Extract provided:

───

Geriatric Mental Health

Learn how I beat Depression

Depression and other mental health problems can affect anyone of any age and in geriatric mental health the pattern of mental health conditions and the symptoms of mental health problems are much the same as they are in any age group, however on saying that there are some differences.

Symptoms of depression in geriatric mental health

The symptoms of depression are the same regardless of whether an individual is a young adult or in the last few years of life. Generally speaking, depression is characterised by the following:

•    Low moods and sadness
•    Changes in appetite
•    Altered sleeping patterns
•    Reduction of social life
•    Complaints of physical aches and pains,
•    Anxiety and fear
•    Feeling worthless
•    Bizarre behaviour and ideas
•    Thoughts of suicide

It is perfectly normal for us to feel happy and sad at times, but a persistent low mood that lasts for several weeks or more is not normal. When someone is depressed, the symptoms of depression are severe enough to interfere with an individual’s ability to carry out their normal daily routines.

It can be difficult to diagnose depression in the elderly. Many older people will attribute their symptoms to advancing age and not to an underlying depression or mental health problem.

Older people are also less likely to complain of low moods but more about physical aches and pains which can also be attributed to age but which may also be the result of depression.

Older people are more likely to suffer from anxiety and fear and again this is often put down to natural changes that come with old age. Similarly, increased forgetfulness and confusion are often thought to be a part of growing old but these symptoms can also occur as a result of depression.

It’s important to detect, diagnose and treat depression in the elderly. Depression doesn’t just go away on its own and untreated depression in an older person leads to a great deal of unnecessary suffering and misery. Indeed, suicide rates are higher in the older population than in any other age group.

Signs to look out for are persistent sadness that doesn’t go away even with joyful events. People suffering from depression lose interest in activities that they used to enjoy, this is the same for people in the latter years of life.

The older person may withdraw and spend more time sitting in silence, staring into space, and show little or no interest in social activities or friends and family. They may feel guilty and worthless.

Although it may be considered quite natural to talk about death when getting old, persistently mentioning that they wish they were dead, showing pessimism about the future or talking about suicide are definite warning signs that all is not well and you should seek professional help immediately.

───

Dataset extract:
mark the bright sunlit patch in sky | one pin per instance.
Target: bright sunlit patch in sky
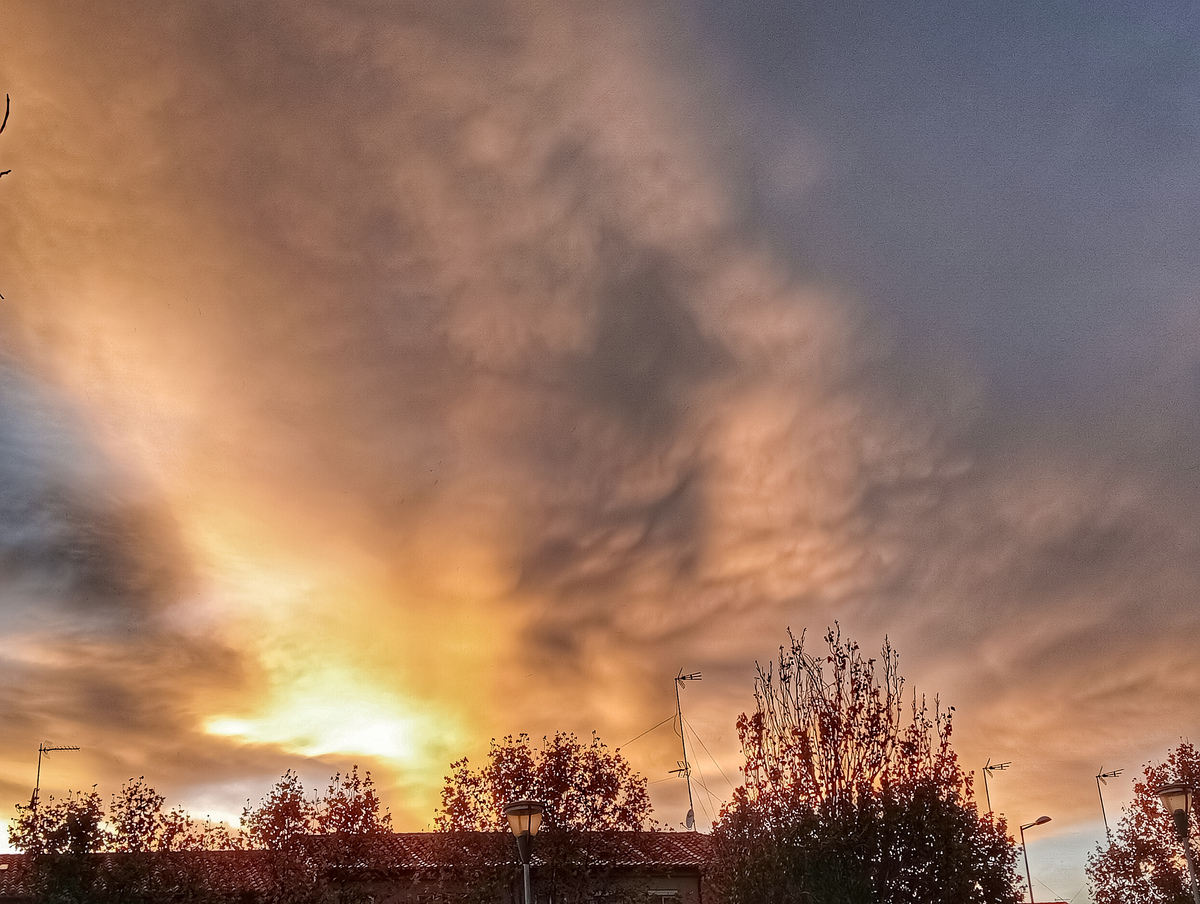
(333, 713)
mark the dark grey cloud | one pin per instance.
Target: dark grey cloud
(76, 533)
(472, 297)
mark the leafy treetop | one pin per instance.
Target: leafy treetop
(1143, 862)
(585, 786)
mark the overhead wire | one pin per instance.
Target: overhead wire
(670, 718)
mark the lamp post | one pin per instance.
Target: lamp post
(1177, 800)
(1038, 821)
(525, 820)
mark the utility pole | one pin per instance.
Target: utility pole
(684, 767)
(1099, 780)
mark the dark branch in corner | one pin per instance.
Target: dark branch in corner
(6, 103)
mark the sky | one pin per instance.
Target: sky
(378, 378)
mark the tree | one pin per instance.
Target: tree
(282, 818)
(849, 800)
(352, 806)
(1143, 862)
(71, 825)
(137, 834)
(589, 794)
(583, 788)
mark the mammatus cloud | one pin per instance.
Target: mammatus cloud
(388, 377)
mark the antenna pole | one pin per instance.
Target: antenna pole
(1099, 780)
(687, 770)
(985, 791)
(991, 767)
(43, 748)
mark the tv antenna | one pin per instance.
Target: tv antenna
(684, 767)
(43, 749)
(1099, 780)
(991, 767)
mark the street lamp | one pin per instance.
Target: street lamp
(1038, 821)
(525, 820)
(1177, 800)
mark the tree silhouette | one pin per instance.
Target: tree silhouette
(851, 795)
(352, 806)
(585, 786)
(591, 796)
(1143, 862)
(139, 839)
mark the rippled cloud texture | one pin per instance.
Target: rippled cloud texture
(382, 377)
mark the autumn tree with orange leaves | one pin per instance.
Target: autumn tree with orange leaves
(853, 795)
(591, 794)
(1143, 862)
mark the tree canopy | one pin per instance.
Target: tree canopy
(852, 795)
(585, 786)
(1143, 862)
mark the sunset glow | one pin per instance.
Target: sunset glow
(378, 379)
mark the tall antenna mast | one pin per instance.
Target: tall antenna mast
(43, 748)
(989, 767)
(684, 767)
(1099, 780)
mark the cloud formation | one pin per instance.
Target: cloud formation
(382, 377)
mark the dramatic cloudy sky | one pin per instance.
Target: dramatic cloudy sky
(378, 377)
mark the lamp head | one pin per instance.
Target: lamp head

───

Activity:
In one to three sentences, explain why the geriatric mental health text says depression can be difficult to diagnose in the elderly. These rows come from a different source than the geriatric mental health text.

Response area:
Many older people attribute their symptoms to advancing age rather than to an underlying depression. They are also less likely to complain of low moods and more likely to complain of physical aches and pains, which can be put down to age. Anxiety, fear, forgetfulness and confusion are likewise often thought to be part of growing old, even though depression can cause them.